### [HOW TO COMPLETE THIS TASK]
From the data below, retype exactly the lines starting with the one that contains "of the staircase" and ending with the one that contains "the stair railing", both included.

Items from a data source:
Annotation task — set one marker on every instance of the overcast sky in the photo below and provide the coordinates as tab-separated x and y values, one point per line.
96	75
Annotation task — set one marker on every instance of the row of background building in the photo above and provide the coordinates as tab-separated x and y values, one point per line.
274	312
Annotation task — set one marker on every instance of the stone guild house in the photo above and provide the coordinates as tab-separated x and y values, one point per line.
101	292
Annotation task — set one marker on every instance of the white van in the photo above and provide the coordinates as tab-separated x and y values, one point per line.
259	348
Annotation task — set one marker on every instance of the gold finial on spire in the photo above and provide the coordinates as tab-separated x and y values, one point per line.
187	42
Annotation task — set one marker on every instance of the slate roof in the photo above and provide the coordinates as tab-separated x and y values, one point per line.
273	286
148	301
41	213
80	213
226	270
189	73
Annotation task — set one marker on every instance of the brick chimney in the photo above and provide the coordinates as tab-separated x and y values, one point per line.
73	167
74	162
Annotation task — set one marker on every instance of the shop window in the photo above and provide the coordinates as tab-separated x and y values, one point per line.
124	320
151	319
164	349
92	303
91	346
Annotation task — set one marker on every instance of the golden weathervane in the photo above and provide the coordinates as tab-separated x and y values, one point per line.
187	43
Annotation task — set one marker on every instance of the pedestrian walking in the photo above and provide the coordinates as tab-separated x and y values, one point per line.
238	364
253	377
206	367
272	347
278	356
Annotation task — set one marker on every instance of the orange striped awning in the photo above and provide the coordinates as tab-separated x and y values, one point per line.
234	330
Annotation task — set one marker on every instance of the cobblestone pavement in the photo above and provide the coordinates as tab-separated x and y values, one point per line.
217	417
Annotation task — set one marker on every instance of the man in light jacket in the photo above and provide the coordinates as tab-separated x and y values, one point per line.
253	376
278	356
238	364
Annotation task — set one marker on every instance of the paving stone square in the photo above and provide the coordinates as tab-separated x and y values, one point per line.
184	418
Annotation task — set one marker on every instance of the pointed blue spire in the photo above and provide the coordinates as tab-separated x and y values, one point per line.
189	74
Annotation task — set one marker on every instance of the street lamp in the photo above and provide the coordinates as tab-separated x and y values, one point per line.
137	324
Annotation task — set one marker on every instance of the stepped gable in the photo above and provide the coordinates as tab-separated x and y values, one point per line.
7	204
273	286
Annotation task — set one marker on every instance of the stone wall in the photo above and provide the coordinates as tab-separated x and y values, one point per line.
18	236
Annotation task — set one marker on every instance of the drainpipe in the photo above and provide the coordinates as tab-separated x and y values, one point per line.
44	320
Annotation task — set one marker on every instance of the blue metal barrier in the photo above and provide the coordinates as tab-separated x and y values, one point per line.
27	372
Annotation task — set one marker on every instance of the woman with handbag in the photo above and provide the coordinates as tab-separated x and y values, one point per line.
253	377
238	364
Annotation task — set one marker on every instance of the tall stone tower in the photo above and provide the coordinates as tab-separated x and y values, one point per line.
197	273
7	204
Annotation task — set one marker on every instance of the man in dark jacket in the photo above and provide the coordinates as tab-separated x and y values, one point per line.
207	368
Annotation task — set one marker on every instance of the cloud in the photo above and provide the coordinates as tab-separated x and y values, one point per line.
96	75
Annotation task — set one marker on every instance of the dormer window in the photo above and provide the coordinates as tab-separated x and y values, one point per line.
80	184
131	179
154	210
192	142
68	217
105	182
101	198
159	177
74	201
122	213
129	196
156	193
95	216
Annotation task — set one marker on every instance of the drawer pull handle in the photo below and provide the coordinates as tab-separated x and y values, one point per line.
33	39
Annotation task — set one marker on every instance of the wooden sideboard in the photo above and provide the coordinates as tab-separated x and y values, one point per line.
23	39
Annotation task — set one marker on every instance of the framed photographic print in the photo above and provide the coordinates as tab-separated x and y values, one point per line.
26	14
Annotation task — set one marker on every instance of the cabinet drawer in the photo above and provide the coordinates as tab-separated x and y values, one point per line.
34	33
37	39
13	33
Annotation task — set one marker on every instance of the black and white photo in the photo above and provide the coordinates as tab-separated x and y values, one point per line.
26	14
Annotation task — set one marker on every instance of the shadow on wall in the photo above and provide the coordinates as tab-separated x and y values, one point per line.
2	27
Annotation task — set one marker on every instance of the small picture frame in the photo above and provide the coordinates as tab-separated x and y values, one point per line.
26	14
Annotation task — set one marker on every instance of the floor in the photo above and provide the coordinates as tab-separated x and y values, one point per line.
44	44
---
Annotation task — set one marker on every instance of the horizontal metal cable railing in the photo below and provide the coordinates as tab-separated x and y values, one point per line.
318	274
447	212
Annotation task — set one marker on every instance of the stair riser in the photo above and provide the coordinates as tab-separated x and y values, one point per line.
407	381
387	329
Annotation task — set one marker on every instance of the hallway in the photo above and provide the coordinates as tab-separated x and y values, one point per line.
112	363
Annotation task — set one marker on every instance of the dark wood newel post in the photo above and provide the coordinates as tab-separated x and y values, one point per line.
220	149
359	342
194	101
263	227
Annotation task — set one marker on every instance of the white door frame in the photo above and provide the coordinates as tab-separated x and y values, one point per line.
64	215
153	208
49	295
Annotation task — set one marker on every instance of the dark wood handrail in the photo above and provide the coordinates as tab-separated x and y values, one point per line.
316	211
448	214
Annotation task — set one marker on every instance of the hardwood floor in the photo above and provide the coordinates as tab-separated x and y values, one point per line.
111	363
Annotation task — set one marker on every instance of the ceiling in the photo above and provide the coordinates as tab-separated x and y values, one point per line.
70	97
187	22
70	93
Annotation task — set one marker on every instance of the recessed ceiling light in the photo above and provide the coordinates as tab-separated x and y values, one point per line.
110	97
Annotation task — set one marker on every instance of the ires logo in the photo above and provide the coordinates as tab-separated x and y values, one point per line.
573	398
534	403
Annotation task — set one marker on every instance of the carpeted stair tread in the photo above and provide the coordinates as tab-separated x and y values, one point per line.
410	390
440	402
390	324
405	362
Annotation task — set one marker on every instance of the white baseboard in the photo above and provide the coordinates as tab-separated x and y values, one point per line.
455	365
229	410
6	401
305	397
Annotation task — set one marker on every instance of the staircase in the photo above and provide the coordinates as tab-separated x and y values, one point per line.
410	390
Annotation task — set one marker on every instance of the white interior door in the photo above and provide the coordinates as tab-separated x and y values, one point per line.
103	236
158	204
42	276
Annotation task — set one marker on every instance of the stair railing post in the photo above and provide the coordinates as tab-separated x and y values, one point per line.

### [WRITTEN SOLUTION]
Annotation task — set one marker on every instance of the staircase in the photo above and provide the coordinates as tab-separated x and y values, one point per line.
410	390
Annotation task — set one marker on every instance of the white interior door in the photo above and provide the coordinates as tab-separated x and y values, one point per line.
103	236
158	204
42	276
Annotation task — set one marker on every instance of the stair railing post in the photo above and provide the coordinates as tab-separated x and y values, one point per line.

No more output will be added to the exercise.